» **GOAL OF THE EXERCISE**: Arrange the listing below as a Markdown table with the columns Row and Line, one row per line and blank lines omitted.

# start of DATASET RECORDS

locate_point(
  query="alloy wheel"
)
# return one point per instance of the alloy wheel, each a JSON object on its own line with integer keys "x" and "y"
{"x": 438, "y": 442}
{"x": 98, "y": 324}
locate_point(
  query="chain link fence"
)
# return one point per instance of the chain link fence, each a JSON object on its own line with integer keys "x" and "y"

# end of DATASET RECORDS

» **CORRECT ANSWER**:
| Row | Line |
|---|---|
| 1 | locate_point( |
| 2 |   query="alloy wheel" |
| 3 | ) |
| 4 | # return one point per instance of the alloy wheel, each a JSON object on its own line with integer keys "x" and "y" |
| 5 | {"x": 438, "y": 442} |
| 6 | {"x": 98, "y": 324} |
| 7 | locate_point( |
| 8 |   query="chain link fence" |
| 9 | ) |
| 10 | # return one point per instance of the chain link fence, each a JSON object on its own line with integer keys "x" and "y" |